-- Start RECORDS TO PROCESS --

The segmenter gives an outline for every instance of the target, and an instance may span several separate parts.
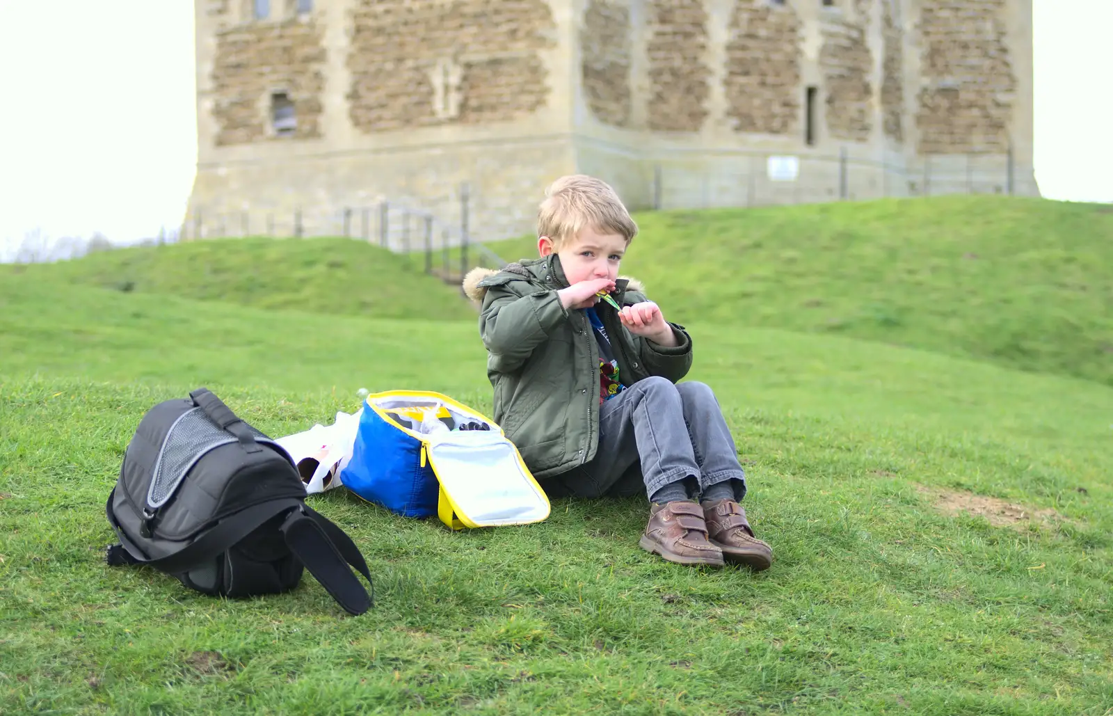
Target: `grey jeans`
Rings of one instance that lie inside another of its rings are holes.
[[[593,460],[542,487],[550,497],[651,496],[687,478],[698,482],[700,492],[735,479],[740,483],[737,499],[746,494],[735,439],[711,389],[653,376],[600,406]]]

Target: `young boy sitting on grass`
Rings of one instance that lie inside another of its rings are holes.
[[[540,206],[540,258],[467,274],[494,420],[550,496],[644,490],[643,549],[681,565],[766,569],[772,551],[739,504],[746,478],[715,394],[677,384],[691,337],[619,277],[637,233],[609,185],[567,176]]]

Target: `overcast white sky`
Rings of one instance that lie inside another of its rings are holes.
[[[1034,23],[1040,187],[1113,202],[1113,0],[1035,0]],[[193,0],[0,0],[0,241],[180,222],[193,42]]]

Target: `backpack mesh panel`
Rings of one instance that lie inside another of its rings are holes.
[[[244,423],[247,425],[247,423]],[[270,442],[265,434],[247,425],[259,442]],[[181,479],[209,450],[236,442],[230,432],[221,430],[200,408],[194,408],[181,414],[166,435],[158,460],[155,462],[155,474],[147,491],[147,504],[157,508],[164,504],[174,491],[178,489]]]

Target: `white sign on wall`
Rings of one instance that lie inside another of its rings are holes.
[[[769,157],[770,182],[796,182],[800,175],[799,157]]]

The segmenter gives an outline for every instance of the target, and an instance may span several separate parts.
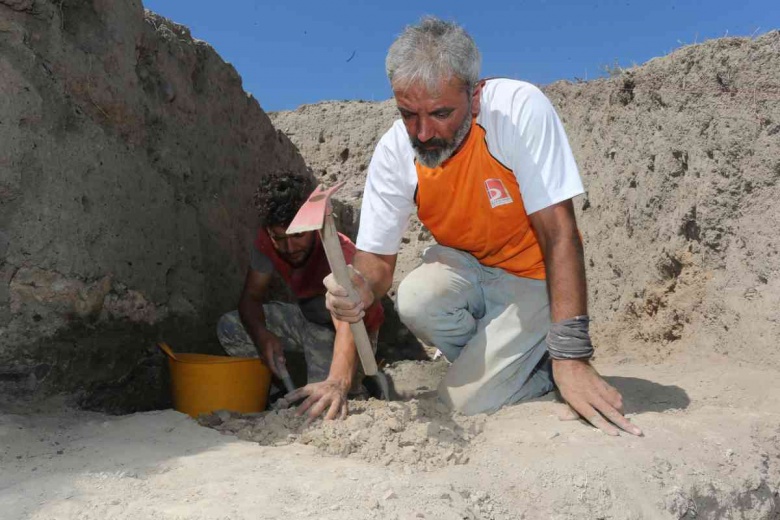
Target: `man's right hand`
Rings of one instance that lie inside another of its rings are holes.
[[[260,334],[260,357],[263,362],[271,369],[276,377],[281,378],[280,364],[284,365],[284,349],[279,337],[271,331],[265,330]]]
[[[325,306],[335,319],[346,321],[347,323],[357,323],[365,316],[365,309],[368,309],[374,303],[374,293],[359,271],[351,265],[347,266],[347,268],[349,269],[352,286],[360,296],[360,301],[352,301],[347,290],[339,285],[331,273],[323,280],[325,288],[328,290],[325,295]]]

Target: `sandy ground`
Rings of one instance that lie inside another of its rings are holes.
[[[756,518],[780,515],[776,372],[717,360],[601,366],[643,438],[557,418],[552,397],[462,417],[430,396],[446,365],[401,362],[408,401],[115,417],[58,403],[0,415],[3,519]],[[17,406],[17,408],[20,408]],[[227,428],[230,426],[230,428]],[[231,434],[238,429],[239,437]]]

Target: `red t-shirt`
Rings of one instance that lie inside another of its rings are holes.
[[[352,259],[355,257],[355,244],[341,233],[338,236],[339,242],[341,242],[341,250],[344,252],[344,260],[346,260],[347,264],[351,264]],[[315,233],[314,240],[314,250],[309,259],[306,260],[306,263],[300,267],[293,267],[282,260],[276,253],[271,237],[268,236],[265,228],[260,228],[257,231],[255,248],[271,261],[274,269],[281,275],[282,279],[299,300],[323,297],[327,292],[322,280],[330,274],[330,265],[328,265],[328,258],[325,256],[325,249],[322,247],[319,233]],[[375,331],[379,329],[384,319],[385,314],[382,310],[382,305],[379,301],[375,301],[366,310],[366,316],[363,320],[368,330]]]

-- End RECORDS TO PROCESS --

EXERCISE INSTRUCTIONS –
Update the listing above by changing every "segmenter" to "labeler" and keeping all other text the same. Leave the pictures out of your version.

WRITTEN RESPONSE –
The labeler gives an outline for every instance of the target, and an instance may span several separate parts.
Target: `grey jeans`
Rings of one instance that lie inside another of its rings are holes.
[[[593,460],[542,487],[550,497],[651,496],[687,478],[698,482],[700,492],[735,479],[740,483],[737,499],[746,494],[735,439],[711,389],[653,376],[600,406]]]

Target: `young boy sitting on grass`
Rings of one instance that lie inside another of its rings are holes.
[[[540,206],[540,258],[467,274],[494,420],[550,496],[644,490],[643,549],[681,565],[766,569],[772,551],[739,504],[746,478],[715,394],[677,384],[691,337],[619,277],[637,233],[609,185],[567,176]]]

Target: `overcast white sky`
Rings of one instance that lie inside another of its rings are holes.
[[[1034,23],[1040,187],[1113,202],[1113,0],[1035,0]],[[193,0],[0,0],[0,241],[180,222],[193,42]]]

Target: `backpack mesh panel`
Rings of one instance that lie inside another of its rings are holes.
[[[244,423],[247,425],[247,423]],[[270,442],[265,434],[247,425],[259,442]],[[181,479],[209,450],[236,442],[230,432],[221,430],[200,408],[194,408],[181,414],[166,435],[158,460],[155,462],[155,474],[147,491],[147,504],[157,508],[164,504],[174,491],[178,489]]]

Target: `white sign on wall`
Rings of one instance that lie inside another of its rings are holes.
[[[769,157],[770,182],[796,182],[800,175],[799,157]]]

The labeler gives an outline for every instance of the target, and an instance may span several separate parts.
Target: `man's right hand`
Rings of one instance that lie inside another of its rings are holes.
[[[260,334],[260,357],[263,362],[271,369],[276,377],[281,378],[280,364],[284,365],[284,349],[279,337],[271,331],[265,330]]]
[[[325,306],[335,319],[346,321],[347,323],[357,323],[365,316],[365,309],[368,309],[374,303],[374,293],[359,271],[351,265],[347,266],[347,268],[349,269],[352,286],[360,296],[360,301],[352,301],[347,290],[339,285],[331,273],[323,280],[325,288],[328,290],[325,295]]]

Target: `sandy ground`
Rings of one instance that lie inside another of its rings are holes.
[[[756,518],[780,515],[776,372],[717,360],[601,366],[643,438],[557,418],[552,397],[462,417],[430,396],[446,365],[401,362],[408,401],[115,417],[58,403],[0,415],[3,519]],[[17,406],[17,408],[20,408]],[[227,428],[230,426],[230,428]],[[231,434],[238,429],[239,437]]]

Target: `red t-shirt`
Rings of one instance that lie inside another of its rings are holes.
[[[352,259],[355,257],[355,244],[341,233],[338,236],[339,242],[341,242],[341,250],[344,252],[344,260],[346,260],[347,264],[351,264]],[[315,233],[314,240],[314,250],[309,259],[306,260],[306,263],[300,267],[293,267],[282,260],[276,253],[271,237],[268,236],[265,228],[260,228],[257,231],[255,248],[271,261],[274,269],[281,275],[282,279],[299,300],[323,297],[327,292],[322,280],[330,274],[330,265],[328,265],[328,258],[325,256],[325,249],[322,247],[319,233]],[[375,331],[379,329],[384,319],[385,314],[382,310],[382,305],[379,301],[375,301],[366,310],[366,316],[363,320],[368,330]]]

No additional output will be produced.